■ Requirement 1 ■
For the article on social distancing and older adults, say whether each statement agrees with it: (a) About one in three of Wyoming's older adult residents live alone. (b) Steinman works in the Department of Psychology. (c) Steinman says too much isolation became a problem only after the coronavirus arrived. Answer yes or no for each and quote the words of the article that decide it.
■ Requirement 2 ■
Name every video chat tool mentioned in the article on social distancing and older adults.
■ Requirement 3 ■
Pick up the article on social distancing and older adults after its last sentence and carry it forward.

UW gerontologist: Social distancing doesn’t have to mean further isolation for older adults


Potrait of man
Bernard Steinman

Social distancing is a necessary precaution to help prevent the spread of the coronavirus, but that doesn’t mean communities can’t stay connected, especially with older adults, said a gerontologist with the University of Wyoming.

About 11.7 percent of Wyoming is above the age 65 and about one out of three of the state’s older adult residents live by themselves.

“Too much isolation was already an issue before the coronavirus situation developed,” said Bernard Steinman, in the Department of Family and Consumer Services. “We’re in a situation in which a group of people who are likely to live alone already have now been told not to leave the house.”

Isolation and loneliness have negative effects on people of all ages, but research shows it can cause higher rates of morbidity among older adults.

“But social distance doesn’t need to mean social isolation,” said Steinman.

Using video chat tools like Skype, Facetime and Zoom can help connect elders with their family and friends in a safe way, said Steinman.

■ Source data ■
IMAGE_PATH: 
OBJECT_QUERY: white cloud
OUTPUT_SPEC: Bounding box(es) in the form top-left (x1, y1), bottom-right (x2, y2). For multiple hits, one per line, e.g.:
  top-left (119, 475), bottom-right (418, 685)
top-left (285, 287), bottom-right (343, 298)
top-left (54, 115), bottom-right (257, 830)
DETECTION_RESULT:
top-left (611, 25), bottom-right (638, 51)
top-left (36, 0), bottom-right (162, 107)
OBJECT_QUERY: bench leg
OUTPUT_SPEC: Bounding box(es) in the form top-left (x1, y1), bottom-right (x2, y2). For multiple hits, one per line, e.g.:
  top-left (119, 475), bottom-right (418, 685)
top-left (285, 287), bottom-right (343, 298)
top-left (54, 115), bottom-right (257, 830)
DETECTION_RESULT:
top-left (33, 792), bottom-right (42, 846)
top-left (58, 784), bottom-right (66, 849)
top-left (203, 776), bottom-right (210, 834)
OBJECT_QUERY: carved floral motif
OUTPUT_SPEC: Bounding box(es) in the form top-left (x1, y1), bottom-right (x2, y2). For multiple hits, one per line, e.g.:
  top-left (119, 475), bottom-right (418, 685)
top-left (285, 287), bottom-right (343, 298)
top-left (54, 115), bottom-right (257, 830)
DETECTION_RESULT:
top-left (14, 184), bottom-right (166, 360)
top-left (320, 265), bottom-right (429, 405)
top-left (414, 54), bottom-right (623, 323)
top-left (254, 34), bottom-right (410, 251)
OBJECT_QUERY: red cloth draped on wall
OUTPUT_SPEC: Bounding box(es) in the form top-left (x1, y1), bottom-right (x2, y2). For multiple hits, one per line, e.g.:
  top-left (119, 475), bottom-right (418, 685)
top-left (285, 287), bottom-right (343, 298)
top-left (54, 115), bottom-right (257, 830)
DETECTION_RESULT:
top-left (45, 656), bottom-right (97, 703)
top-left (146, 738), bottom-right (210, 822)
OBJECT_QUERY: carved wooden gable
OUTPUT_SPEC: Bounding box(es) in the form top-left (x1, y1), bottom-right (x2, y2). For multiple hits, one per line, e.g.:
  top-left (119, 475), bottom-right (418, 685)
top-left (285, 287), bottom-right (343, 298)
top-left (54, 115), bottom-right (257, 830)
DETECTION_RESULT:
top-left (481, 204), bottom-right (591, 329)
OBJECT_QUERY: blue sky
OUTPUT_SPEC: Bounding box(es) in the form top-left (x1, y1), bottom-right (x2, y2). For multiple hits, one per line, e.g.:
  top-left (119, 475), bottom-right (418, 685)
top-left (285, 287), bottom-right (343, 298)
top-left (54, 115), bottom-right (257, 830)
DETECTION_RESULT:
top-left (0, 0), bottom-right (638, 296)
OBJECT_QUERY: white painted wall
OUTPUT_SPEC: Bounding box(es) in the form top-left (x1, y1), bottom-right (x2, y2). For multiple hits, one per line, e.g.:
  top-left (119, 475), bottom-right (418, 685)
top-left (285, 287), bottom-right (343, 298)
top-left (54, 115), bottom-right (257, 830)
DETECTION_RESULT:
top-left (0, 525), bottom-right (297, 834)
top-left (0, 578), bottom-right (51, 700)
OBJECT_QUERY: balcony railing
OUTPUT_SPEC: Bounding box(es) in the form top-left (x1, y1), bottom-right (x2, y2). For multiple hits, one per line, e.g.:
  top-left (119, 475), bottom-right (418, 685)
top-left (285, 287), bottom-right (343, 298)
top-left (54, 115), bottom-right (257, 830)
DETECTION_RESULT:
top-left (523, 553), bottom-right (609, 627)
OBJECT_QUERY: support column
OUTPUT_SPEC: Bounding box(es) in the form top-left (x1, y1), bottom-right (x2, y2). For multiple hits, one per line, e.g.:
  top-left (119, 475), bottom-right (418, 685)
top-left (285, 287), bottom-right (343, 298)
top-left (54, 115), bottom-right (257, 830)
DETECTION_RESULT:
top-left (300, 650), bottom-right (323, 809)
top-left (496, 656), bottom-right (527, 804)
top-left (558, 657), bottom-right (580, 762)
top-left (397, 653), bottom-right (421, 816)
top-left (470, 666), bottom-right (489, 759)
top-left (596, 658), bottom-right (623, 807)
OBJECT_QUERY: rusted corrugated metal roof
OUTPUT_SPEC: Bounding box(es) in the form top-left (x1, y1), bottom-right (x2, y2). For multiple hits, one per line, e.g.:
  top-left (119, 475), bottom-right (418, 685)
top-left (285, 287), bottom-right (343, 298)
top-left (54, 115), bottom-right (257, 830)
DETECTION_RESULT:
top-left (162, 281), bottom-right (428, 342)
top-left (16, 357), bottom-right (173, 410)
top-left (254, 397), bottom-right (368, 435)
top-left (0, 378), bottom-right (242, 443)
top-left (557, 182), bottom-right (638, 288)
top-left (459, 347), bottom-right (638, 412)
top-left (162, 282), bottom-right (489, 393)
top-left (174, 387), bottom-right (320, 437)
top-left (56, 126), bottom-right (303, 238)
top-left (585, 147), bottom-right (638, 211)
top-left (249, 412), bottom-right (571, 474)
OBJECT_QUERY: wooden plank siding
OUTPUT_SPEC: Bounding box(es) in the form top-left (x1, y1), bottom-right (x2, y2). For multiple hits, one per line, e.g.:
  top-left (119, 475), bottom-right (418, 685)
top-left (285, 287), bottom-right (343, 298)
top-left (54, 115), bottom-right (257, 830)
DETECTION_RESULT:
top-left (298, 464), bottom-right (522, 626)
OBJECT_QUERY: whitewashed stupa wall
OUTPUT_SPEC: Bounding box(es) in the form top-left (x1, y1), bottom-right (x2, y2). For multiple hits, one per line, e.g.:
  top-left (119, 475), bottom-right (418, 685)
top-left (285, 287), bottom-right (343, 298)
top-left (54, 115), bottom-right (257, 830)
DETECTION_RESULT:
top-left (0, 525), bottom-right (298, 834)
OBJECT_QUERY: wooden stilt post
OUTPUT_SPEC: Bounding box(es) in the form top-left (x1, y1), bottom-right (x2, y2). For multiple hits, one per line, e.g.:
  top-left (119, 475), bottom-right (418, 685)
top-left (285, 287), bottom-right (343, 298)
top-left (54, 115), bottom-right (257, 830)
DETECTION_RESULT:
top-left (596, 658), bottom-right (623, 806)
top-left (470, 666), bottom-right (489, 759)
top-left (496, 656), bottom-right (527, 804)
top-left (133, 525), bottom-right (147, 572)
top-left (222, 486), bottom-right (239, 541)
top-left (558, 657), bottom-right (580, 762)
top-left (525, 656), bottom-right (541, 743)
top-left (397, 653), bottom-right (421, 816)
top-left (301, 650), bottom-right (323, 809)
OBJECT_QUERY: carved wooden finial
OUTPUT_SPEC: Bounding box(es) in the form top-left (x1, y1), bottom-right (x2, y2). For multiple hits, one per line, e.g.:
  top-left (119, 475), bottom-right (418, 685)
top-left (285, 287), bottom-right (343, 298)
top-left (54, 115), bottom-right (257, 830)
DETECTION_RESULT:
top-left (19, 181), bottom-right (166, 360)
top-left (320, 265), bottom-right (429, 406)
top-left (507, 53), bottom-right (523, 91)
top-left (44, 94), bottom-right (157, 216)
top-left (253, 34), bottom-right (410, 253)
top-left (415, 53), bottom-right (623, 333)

■ Answer 1 ■
(a) Yes: "about one out of three of the state’s older adult residents live by themselves."
(b) No: "in the Department of Family and Consumer Services."
(c) No: "Too much isolation was already an issue before the coronavirus situation developed."

■ Answer 2 ■
Skype, Facetime, Zoom

■ Answer 3 ■
While some elders might be hesitant to try new technology or have bad internet connections, Steinman also suggests calling others to see how they are doing.

Even arranging a time to visit them at their home and stay outside is a positive way to connect, comments Steinman.

“I’ve seen communities rally to find creative ways to include older people from greater than 6 feet, or even through glass,” said Steinman. One neighborhood created an email list-serv to arrange times when all could go out to their front porches for friendly chats at a distance.

Neighborhood groups are also popping up with the purpose of looking out for those who are at greater risk as well as mutual aid groups that match volunteers with needs.

“We don’t know where the situation is going, but I think it has united communities in wonderful ways,” said Steinman.